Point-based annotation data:
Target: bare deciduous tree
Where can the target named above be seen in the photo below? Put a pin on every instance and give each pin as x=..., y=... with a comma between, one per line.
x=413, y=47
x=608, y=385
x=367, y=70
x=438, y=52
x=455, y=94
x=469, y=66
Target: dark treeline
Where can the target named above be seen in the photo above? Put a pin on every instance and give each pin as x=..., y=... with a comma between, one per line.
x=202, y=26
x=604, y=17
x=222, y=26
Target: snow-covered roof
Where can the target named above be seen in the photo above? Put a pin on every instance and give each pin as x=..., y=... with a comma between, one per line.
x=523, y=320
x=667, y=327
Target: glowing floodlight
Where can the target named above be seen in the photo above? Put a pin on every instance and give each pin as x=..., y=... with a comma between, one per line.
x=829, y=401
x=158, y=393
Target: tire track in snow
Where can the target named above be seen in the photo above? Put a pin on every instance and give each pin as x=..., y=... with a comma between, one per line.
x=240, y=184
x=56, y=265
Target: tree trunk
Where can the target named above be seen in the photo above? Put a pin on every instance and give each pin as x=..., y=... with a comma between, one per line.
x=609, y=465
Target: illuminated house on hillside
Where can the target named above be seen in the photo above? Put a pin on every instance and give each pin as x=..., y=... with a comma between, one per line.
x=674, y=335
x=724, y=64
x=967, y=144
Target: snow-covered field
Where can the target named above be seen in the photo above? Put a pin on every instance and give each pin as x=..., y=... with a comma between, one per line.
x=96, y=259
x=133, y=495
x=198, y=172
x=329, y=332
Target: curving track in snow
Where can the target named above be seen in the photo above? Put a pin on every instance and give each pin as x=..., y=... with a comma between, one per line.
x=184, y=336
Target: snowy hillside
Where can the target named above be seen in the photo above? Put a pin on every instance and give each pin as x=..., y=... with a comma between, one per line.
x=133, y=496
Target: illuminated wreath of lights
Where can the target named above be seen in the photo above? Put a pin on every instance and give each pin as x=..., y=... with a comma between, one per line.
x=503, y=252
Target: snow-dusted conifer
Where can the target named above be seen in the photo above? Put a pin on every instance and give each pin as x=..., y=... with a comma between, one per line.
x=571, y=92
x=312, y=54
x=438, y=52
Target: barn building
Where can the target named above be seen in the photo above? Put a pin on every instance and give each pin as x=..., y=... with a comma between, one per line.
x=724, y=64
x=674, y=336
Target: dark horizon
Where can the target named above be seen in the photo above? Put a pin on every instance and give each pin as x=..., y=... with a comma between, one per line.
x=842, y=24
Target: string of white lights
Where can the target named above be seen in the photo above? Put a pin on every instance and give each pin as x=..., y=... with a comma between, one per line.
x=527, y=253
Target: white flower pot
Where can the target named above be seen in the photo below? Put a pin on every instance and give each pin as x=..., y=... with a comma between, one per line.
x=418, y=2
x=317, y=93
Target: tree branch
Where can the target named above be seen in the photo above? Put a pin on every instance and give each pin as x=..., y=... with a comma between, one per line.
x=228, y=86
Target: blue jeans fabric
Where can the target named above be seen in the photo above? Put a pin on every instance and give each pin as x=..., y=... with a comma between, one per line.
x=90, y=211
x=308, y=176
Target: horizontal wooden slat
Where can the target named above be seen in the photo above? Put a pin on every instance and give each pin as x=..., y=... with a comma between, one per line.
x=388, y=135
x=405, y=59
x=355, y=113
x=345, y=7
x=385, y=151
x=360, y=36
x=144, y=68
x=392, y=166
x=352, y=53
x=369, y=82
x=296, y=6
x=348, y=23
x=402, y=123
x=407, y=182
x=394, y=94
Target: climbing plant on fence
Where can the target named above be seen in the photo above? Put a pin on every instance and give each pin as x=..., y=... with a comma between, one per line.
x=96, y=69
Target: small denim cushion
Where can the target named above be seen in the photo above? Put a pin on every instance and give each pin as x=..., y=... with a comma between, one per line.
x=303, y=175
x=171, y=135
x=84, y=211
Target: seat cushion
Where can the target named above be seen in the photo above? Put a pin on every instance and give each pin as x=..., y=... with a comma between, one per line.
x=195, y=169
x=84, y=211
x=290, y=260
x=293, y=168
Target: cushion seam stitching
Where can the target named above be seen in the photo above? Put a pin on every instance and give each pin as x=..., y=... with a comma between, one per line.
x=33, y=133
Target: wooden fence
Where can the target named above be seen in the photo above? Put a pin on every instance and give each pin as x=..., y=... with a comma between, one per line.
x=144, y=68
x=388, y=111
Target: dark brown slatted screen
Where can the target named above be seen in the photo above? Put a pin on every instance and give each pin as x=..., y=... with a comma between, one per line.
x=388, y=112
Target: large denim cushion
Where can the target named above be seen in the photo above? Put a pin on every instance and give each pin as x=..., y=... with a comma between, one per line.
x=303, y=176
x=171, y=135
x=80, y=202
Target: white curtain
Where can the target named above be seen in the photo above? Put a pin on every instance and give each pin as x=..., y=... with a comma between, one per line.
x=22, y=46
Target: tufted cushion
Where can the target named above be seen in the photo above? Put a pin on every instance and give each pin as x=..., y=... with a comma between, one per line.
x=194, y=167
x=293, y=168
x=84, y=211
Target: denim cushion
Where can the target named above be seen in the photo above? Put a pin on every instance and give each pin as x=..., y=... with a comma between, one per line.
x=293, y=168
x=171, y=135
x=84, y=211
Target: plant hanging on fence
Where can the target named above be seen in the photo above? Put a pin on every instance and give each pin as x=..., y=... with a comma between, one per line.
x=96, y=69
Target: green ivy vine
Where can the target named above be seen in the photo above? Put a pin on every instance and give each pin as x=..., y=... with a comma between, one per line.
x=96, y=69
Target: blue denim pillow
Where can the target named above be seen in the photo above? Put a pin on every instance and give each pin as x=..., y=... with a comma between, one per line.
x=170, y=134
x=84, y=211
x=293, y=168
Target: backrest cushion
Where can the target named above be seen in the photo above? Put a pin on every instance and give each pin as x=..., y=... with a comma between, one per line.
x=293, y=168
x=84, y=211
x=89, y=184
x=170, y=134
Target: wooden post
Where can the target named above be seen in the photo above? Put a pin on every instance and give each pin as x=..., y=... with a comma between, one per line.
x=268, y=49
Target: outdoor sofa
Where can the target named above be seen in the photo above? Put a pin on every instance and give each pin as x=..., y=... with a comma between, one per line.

YOUR TASK: Quote all of the lines above without changing anything.

TASK RESPONSE:
Target: bare deciduous tree
Where can the target named above be seen in the photo below? Put a pin on every instance and give each pin as x=..., y=... with a comma between, one per line.
x=413, y=47
x=608, y=385
x=367, y=70
x=438, y=52
x=455, y=94
x=469, y=66
Target: dark treeline
Where can the target named above be seen in the photo above? Put a pin on every instance and give each pin as x=..., y=... with a comma between, one per line.
x=202, y=26
x=604, y=17
x=222, y=26
Target: snow-covered roof
Where can the target named above be seen in the photo above? Put a pin on every instance and give each pin as x=..., y=... with a comma between, one per line.
x=523, y=320
x=667, y=327
Target: glowing floodlight
Where can the target named above be seen in the photo above? Put a pin on every instance and give each pin as x=..., y=... with a comma between, one per line.
x=829, y=401
x=158, y=393
Target: tire track in snow
Where can the target named above be seen in the photo above? Put a pin on every instance and give each pin as x=..., y=... with a comma between, one per line.
x=240, y=184
x=56, y=265
Target: tree trunk
Where can the target named above be seen in the photo above? Put a pin on every instance and give each pin as x=..., y=... with a comma between, one per line.
x=609, y=465
Target: illuminated house on hillside
Where can the target named above be seen in the photo above? Put a pin on every instance and give each pin as x=..., y=... with a comma between, one per line.
x=674, y=335
x=724, y=64
x=967, y=144
Target: snow-covered field
Where can the target named above be seen in the photo above? Put a pin on every instance and give each pin as x=..., y=... with a comma between, one per line.
x=96, y=259
x=133, y=495
x=198, y=172
x=329, y=332
Target: curving track in snow
Where can the target named above be seen in the photo above? Put a pin on every instance and give each pin as x=..., y=... with a comma between, one per line.
x=184, y=336
Target: snowy hillside
Where can the target named above be seen in the photo above? Put a pin on every instance and give each pin as x=..., y=... with a comma between, one per line.
x=133, y=496
Target: illuminated wreath of lights
Where can the target named above be seen in the photo above? Put a pin on every instance and give each pin as x=..., y=... with a comma between, one per line.
x=503, y=252
Target: snow-dusted conifer
Where can the target named above be seen in the photo above? Put a pin on every instance and give each pin as x=..., y=... with a comma between, one per line.
x=571, y=92
x=312, y=54
x=438, y=52
Target: barn building
Where can the target named above be seen in the photo above? Put a pin on every instance and give each pin as x=..., y=... with a comma between, one per line.
x=724, y=64
x=674, y=336
Target: dark horizon
Where can the target named above be seen in the photo above? Put a pin on every instance and give each pin as x=..., y=... with a comma between, one per line.
x=842, y=24
Target: string of white lights
Where can the target named above be seen in the photo above? Put a pin on every instance and give each pin as x=..., y=... with a comma between, one per line.
x=527, y=253
Target: white flower pot
Where can the target named above be seen in the photo below? Put a pin on every instance and give each pin as x=..., y=... with a comma between, one per line.
x=418, y=2
x=317, y=93
Target: tree branch
Where can the target named above be seen in the photo above? Put a pin on every instance and give each pin as x=..., y=... with a comma between, one per line.
x=228, y=86
Target: blue jeans fabric
Where can the target named above be seen in the photo above? Put a pin on every instance and give each pin as x=..., y=... with a comma between, one per line.
x=90, y=211
x=308, y=176
Target: horizontal wooden slat
Where can the target named above be seen in the photo above? Put a pin on every instance and give each pin as x=..., y=... with a comma between, one per line.
x=388, y=135
x=405, y=59
x=355, y=113
x=345, y=7
x=385, y=151
x=360, y=36
x=144, y=68
x=392, y=166
x=352, y=53
x=369, y=82
x=296, y=6
x=348, y=23
x=402, y=123
x=407, y=182
x=394, y=94
Target: climbing plant on fence
Where can the target named above be seen in the photo above? Put a pin on every instance and give each pin as x=..., y=... with a comma between, one per line.
x=96, y=69
Target: small denim cushion
Where can the target named above be seen in the photo above? Put a pin on every instance and give each pin as x=..., y=... with a comma between, one per line.
x=303, y=175
x=171, y=135
x=84, y=211
Target: seat cushion
Where can the target named above be seen in the photo above? Put a pin on every instance and give each pin as x=..., y=... with a comma between, one per line.
x=195, y=169
x=84, y=211
x=290, y=260
x=293, y=168
Target: cushion seam stitching
Where can the target named above be seen in the photo above? Put a pin on every instance and give each pin as x=..., y=... with a comma between, one per line.
x=33, y=133
Target: wooden fence
Where can the target named above be seen in the photo above? Put a pin on every instance and give each pin as x=..., y=... with a comma between, one per line.
x=144, y=68
x=388, y=111
Target: dark brown slatted screen
Where can the target named above be seen in the photo above? Put a pin on every instance and give each pin as x=..., y=... with a comma between, one per line.
x=388, y=112
Target: large denim cushion
Where can the target named above be seen in the photo above? Put a pin on every instance and give each pin as x=..., y=... with a comma between, one per line.
x=303, y=176
x=171, y=135
x=80, y=202
Target: white curtain
Where can the target named above be seen in the photo above? Put a pin on every instance and give each pin as x=..., y=... with a comma between, one per line.
x=22, y=46
Target: tufted cushion
Where can the target named above be seen in the photo above? Put a pin on every instance and give each pin as x=..., y=... with a comma between, one per line.
x=194, y=167
x=293, y=168
x=84, y=211
Target: denim cushion
Where can the target named above be seen in the photo above? Put a pin on every instance and give each pin as x=..., y=... with a comma between, one per line.
x=293, y=168
x=171, y=135
x=84, y=211
Target: plant hanging on fence
Where can the target named above be seen in the photo above? Put a pin on every instance and give each pin as x=..., y=... with a comma between, one per line.
x=96, y=69
Target: green ivy vine
Where can the target named above be seen in the photo above? Put a pin on every instance and give each pin as x=..., y=... with a comma between, one per line.
x=96, y=69
Target: blue denim pillow
Where can the target named above be seen in the photo above? Put a pin on every instance and give each pin as x=..., y=... with a comma between, one per line.
x=170, y=134
x=84, y=211
x=293, y=168
Target: backrest cushion
Where can the target named above be seen in the photo above? Put a pin on every instance and give each pin as x=..., y=... with a comma between, one per line.
x=293, y=168
x=84, y=211
x=89, y=184
x=170, y=134
Target: wooden post
Where can the target named above be seen in the photo above? Put a pin on every instance and give each pin as x=..., y=... with a comma between, one per line.
x=268, y=49
Target: outdoor sofa
Where can the target named above be seen in the photo above? Put a pin on every instance and give each pin as x=..., y=... with a comma between, one per line.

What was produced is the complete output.